## Instructions to follow
Please list every line of the listing below that contains the string "phrase", matching case exactly.

[Data drawn from a collection]
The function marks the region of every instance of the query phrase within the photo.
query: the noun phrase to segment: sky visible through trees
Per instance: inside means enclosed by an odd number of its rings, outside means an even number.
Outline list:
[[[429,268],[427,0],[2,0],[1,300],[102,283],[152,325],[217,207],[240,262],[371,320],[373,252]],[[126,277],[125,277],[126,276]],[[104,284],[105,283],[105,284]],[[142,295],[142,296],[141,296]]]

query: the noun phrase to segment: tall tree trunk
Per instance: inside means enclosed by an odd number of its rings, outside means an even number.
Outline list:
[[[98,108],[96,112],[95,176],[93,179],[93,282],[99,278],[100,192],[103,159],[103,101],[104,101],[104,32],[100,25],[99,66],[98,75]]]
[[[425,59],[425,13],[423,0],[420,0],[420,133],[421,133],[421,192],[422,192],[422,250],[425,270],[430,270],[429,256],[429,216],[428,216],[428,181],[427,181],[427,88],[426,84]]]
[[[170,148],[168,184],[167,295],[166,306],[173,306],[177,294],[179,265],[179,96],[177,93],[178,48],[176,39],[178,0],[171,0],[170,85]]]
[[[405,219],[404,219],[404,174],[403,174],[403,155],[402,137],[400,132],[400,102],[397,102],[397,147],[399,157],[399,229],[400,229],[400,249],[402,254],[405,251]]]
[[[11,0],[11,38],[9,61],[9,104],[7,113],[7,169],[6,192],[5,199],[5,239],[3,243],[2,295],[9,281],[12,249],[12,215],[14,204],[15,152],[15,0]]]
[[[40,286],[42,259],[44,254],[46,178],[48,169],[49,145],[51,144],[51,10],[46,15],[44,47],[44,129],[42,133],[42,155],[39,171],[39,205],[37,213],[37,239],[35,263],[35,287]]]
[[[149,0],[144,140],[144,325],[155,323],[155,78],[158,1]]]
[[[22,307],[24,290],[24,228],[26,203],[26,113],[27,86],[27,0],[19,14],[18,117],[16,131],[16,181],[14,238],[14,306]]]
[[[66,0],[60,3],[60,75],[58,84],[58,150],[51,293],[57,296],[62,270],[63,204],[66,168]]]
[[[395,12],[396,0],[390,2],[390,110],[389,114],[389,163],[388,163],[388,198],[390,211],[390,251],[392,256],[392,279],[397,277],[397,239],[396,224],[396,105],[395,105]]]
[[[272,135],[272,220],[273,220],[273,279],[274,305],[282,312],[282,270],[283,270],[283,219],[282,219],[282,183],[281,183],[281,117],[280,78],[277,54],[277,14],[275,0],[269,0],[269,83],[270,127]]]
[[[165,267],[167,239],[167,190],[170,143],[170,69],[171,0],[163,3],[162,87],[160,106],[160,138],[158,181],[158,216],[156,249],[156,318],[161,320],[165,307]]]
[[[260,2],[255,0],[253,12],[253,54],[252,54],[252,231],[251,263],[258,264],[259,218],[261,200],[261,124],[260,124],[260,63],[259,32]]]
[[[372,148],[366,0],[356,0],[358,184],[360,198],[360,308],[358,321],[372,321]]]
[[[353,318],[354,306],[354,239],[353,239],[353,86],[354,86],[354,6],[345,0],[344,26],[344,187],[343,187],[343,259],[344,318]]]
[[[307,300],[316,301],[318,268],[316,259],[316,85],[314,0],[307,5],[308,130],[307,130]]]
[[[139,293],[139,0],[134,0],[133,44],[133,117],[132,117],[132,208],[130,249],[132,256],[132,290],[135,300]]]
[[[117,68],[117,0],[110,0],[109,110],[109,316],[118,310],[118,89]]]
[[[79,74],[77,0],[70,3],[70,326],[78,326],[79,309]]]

## Exercise answer
The function marks the region of every instance of the query phrase within the photo.
query: the noun phrase to segment: sky visible through trees
query: the noun phrase to segment: tall tree trunk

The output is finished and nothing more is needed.